- Supplied passage:
######

James Lee and I just published a paper entitled “The causal meaning of Fisher’s average effect” in the journal Genetics Research. The paper can be obtained here. This paper is the brainchild of James and I just helped him out with some of the proofs. James’s take on the paper can be read here. The paper resolves a puzzle about the incommensurability of Ronald Fisher’s two definitions of the average effect noted by population geneticist D.S. Falconer three decades ago.
Fisher was well known for both brilliance and obscurity and people have long puzzled over the meaning of some of his work. The concept of the average effect is extremely important for population genetics but it is not very well understood. The field of population genetics was invented in the early twentieth century by luminaries such as Fisher, Sewall Wright, and JBS Haldane to reconcile Darwin’s theory of evolution with Mendelian genetics. This is a very rich field that has been somewhat forgotten. People in mathematical, systems, computational, and quantitative biology really should be fully acquainted with the field.
For those who are unacquainted with genetics, here is a quick primer to understand the paper. Certain traits, like eye colour or the ability to roll your tongue, are affected by your genes. Prior to the discovery of the structure of DNA, it was not clear what genes were, except that they were the primary discrete unit of genetic inheritance. These days it usually refers to some region on the genome. Mendel’s great insight was that genes come in pairs, which we now know to correspond to the two copies of each of the 23 chromosomes we have. A variant of a particular gene is called an allele. Traits can depend on genes (or more accurately genetic loci) linearly or nonlinearly. Consider a quantitative trait that depends on a single genetic locus that has two alleles, which we will call a and A. This means that a person will have one of three possible genotypes: 1) homozygous in A (i.e. have two A alleles), 2) heterozygous (have one of each), or 3) homozygous in a (i.e. have no A alleles). If the locus is linear then if you plot the measure of the trait (e.g. height) against the number of A alleles, you will get a straight line. For example, suppose allele A contributes a tenth of a centimetre to height. Then people with one A allele will be on average one tenth of a centimetre taller than those with no A alleles and those with two A alleles will be two tenths taller. The familiar notion of dominance is a nonlinear effect. So for example, the ability to roll your tongue is controlled by a single gene. There is a dominant rolling allele and a recessive nonrolling allele. If you have at least one rolling allele, you can roll your tongue.

######

- Dataset content:

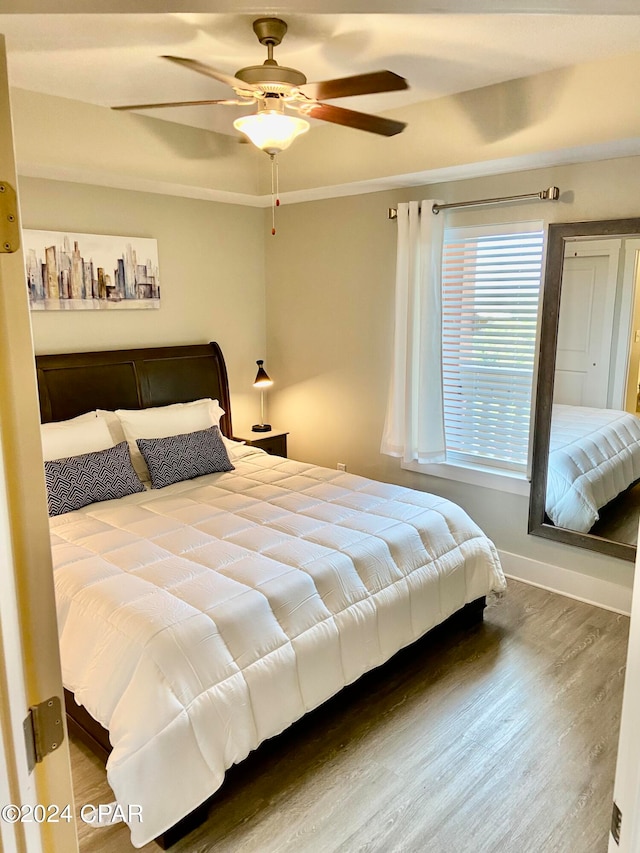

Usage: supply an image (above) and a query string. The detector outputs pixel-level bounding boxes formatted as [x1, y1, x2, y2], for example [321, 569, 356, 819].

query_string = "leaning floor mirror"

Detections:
[529, 218, 640, 560]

######

- What to produce:
In three sentences, summarize the passage above about Fisher's average effect.

- Reply to the exercise:
James Lee and the writer have published "The causal meaning of Fisher's average effect" in Genetics Research. The paper resolves a puzzle, noted by D.S. Falconer three decades ago, about the incommensurability of Ronald Fisher's two definitions of the average effect, a concept that is extremely important for population genetics but not well understood. A primer then explains that genes come in pairs, that a variant of a gene is called an allele, and that traits can depend on genetic loci linearly, giving a straight line when the trait is plotted against the number of A alleles, or nonlinearly, as with dominance.